## Given instruction
Copy out each of the following lines word for word, without changing anything.

++++ The input

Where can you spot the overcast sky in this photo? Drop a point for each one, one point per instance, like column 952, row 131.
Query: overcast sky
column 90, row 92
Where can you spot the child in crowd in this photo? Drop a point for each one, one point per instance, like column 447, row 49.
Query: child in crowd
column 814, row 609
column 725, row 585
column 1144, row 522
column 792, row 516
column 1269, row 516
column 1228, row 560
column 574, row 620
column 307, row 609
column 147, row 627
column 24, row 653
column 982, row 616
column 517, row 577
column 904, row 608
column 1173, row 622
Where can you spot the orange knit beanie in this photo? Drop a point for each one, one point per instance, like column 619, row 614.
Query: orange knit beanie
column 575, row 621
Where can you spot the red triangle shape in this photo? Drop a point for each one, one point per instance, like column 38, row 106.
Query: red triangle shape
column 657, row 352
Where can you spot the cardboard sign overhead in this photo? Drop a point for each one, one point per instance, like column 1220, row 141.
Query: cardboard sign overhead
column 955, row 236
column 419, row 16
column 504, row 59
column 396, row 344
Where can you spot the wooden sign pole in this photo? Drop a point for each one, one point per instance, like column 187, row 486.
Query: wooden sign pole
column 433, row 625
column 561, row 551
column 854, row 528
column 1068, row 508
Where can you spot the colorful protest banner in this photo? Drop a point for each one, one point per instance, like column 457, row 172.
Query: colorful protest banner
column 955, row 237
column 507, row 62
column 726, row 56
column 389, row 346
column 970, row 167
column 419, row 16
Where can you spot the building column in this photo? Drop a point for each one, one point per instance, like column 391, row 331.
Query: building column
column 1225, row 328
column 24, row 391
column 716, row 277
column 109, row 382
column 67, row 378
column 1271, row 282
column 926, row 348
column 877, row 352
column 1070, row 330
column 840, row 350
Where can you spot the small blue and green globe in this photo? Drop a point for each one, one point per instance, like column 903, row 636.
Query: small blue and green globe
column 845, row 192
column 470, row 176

++++++++

## Correct output
Where can you spot the overcast sky in this photo? Drop a point for each one, one point per instance, like column 952, row 131.
Query: overcast sky
column 90, row 92
Where can you spot the child in crowd in this photo? Drop a point for each one, one point per instance, like column 447, row 49.
Query: child in crowd
column 814, row 609
column 725, row 585
column 1144, row 522
column 792, row 516
column 1269, row 516
column 1228, row 560
column 574, row 620
column 307, row 609
column 147, row 627
column 24, row 653
column 982, row 616
column 517, row 577
column 904, row 608
column 1173, row 622
Where can you spot the orange knit beanie in this photo? Drop a point for each one, one point per instance, like column 619, row 614.
Query: orange knit beanie
column 575, row 621
Where can you spot the red triangle shape in this photo? Drop a point for each one, one point per instance, like column 38, row 106.
Query: red triangle shape
column 657, row 352
Where can you spot the cardboard sign overhead in this photo? Drop a point for each one, one point per instance, like column 1220, row 141.
Query: cardboard sign overhead
column 955, row 236
column 419, row 16
column 504, row 59
column 396, row 344
Where can you spot the wooden sign pole in this photo? Drop a point for each one, one point per instance, like column 187, row 486.
Query: wooden sign pole
column 433, row 625
column 561, row 551
column 854, row 528
column 1068, row 508
Where can you spot the colorful protest banner in this photo? Drop a point for each one, one point per instance, like column 457, row 172.
Query: colorful protest banner
column 955, row 237
column 507, row 62
column 726, row 56
column 389, row 346
column 970, row 167
column 419, row 16
Where can you spot the building column in this photo? Drop a point for each one, one point per instance, like column 391, row 331.
Query: building column
column 1225, row 328
column 24, row 391
column 716, row 277
column 109, row 382
column 67, row 378
column 1271, row 282
column 926, row 348
column 877, row 352
column 1070, row 330
column 840, row 350
Where can you spot the small blue and green globe in this photo? Drop a point for each one, one point per instance, like column 903, row 636.
Query: small blue and green globe
column 845, row 192
column 470, row 176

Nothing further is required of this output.